### SOURCE EXTRACT

The NSW Cup, currently known as the Knock-On Effect NSW Cup for sponsorship reasons, is a rugby league competition for clubs in New South Wales. The competition has a history dating back to the NSWRFL's origins in 1908, starting off as a reserve grade competition, and is now the premier open age competition in the state. The NSW Cup was the Reserve Grade/Presidents Cup/First Division from 1908 until 2002, and the NSWRL Premier League from 2003 to 2007, the NSW Cup from 2008 to 2015, the Intrust Super Premiership NSW from 2016 to 2018, the Canterbury Cup NSW from 2019 to 2020. The New South Wales Cup, along with the Queensland Cup, acts as a feeder competition to the National Rugby League premiership. The competition is the oldest continuous rugby league competition in the Australia.

The NSW Cup is contested by reserve squads of NSW-based NRL teams and also includes sides representing teams that once competed at the first grade level in the NSWRL Premiership but no longer field teams in the NRL competition, and teams that have not fielded teams in the NRL competition. The North Sydney Bears are the only team to have competed in every season, since the start of the competition since 1908.

Clubs

New South Wales Cup teams

The New South Wales Cup consists of 13 teams, 11 from New South Wales, and 1 each from Auckland and from Australian Capital Territory. The league operates on a single group system, with no divisions or conferences and no relegation and promotion from other leagues. A number of clubs in the New South Wales Cup have an affiliation with a team in the Australian national competition, the National Rugby League, with most of the clubs in the being reserve grade teams to the senior grade teams of the NRL.

Bold indicates it is the club's highest level of competition
*: The season the team joined competition in its current form and consecutive tenure.
+: Current affiliation between Cronulla and Newtown since 2015.

Former teams – NSW Cup 
Of the 26 former clubs in the 21st century, 1 was each based in Australian Capital Territory, Queensland and Victoria, 2 were based in Auckland Region and the other 23 former clubs were based in New South Wales.

Former teams – Reserve Grade/First Division/Premier League

Of the 24 former clubs in the 20th century, 1 was based in Auckland Region, South Australia and Western Australia, 3 were based in Queensland and the other 20 former clubs were based in New South Wales.

### QUESTIONS ON THE MATERIAL
A) Reproduce the NSW Cup passage word for word, from "Bold indicates it" up to and including "23 former clubs were based in New South Wales.".
B) According to the NSW Cup passage, which team is the only one to have competed in every season since the competition began in 1908?

### SOURCE INFORMATION
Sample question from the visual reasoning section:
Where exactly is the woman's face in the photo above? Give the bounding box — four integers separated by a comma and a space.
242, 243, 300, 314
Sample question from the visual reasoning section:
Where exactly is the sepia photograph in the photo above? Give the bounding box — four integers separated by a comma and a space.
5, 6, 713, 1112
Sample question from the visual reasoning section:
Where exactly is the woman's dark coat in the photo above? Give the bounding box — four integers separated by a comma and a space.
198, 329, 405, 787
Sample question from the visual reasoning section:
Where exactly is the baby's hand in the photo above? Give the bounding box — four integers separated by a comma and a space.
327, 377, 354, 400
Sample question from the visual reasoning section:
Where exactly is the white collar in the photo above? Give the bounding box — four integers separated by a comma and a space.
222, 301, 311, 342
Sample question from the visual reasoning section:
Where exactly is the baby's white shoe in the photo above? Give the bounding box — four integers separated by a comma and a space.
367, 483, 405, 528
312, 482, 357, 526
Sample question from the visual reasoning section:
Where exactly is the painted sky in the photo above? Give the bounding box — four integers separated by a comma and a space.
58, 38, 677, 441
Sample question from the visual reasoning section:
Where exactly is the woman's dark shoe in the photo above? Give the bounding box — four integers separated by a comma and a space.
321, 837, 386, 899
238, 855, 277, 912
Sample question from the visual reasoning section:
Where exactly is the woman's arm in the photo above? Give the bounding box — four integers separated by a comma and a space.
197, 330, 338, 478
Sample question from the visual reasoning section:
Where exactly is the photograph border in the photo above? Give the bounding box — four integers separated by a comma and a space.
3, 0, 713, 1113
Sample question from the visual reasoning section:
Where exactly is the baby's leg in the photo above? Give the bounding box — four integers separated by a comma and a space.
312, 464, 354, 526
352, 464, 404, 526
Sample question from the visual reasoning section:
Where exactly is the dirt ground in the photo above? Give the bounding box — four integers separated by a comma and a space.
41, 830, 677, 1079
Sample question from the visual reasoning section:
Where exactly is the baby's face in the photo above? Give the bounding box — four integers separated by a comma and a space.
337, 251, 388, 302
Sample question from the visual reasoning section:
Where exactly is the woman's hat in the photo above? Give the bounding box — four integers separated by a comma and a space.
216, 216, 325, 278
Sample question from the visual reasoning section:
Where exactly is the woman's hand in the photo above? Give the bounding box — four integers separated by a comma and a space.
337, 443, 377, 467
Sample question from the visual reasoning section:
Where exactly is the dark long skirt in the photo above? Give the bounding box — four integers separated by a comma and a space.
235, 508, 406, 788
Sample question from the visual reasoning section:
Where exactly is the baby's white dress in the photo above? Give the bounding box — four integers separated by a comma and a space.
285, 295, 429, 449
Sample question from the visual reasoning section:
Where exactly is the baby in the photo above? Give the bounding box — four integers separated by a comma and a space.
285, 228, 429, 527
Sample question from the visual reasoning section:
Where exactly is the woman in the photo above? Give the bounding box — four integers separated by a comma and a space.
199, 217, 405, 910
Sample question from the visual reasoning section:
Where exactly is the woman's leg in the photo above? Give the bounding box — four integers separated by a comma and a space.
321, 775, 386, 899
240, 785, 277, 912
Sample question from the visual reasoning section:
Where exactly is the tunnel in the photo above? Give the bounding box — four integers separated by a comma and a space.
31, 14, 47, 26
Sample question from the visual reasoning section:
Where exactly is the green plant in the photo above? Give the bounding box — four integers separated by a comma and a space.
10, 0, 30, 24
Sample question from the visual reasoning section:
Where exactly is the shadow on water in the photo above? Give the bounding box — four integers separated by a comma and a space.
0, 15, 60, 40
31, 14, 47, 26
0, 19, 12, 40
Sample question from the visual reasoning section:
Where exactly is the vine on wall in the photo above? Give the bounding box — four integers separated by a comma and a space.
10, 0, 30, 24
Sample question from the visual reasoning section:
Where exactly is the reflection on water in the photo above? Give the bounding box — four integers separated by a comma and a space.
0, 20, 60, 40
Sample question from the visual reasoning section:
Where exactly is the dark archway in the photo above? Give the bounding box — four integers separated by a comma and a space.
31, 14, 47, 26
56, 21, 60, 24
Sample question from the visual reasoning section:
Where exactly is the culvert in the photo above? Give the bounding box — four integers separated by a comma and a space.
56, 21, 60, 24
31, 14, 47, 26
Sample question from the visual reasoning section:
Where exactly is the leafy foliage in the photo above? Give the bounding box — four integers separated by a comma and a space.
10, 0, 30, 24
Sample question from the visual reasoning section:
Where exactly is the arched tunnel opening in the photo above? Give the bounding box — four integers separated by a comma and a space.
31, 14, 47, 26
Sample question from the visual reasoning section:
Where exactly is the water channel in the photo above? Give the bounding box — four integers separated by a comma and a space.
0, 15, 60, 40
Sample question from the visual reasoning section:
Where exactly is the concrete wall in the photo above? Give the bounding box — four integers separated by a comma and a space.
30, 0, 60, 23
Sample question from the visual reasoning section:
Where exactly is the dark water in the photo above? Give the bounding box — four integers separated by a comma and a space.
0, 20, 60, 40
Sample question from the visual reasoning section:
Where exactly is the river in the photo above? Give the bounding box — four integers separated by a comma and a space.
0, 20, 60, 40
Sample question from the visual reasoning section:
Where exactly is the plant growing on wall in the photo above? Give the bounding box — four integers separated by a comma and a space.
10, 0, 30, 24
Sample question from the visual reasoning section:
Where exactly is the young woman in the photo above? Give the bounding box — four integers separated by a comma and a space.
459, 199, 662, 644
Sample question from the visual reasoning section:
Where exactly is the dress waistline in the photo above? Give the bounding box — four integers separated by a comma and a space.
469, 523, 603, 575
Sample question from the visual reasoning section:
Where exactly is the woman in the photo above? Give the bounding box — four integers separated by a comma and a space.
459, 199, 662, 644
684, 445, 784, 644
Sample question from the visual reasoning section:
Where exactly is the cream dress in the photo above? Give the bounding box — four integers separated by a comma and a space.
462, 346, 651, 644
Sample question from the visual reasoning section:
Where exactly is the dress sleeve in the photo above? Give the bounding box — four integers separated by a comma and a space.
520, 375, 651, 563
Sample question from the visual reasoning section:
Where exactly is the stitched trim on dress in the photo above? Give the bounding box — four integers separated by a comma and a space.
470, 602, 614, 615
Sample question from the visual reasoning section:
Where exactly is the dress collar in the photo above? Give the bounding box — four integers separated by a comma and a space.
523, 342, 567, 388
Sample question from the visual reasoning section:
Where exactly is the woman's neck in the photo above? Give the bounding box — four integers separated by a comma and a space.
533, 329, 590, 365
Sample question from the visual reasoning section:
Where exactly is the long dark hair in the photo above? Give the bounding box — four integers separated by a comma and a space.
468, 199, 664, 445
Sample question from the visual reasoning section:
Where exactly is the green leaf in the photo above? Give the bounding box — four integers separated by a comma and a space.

### EXERCISE SOLUTIONS
A)
Bold indicates it is the club's highest level of competition
*: The season the team joined competition in its current form and consecutive tenure.
+: Current affiliation between Cronulla and Newtown since 2015.

Former teams – NSW Cup 
Of the 26 former clubs in the 21st century, 1 was each based in Australian Capital Territory, Queensland and Victoria, 2 were based in Auckland Region and the other 23 former clubs were based in New South Wales.

B) The North Sydney Bears.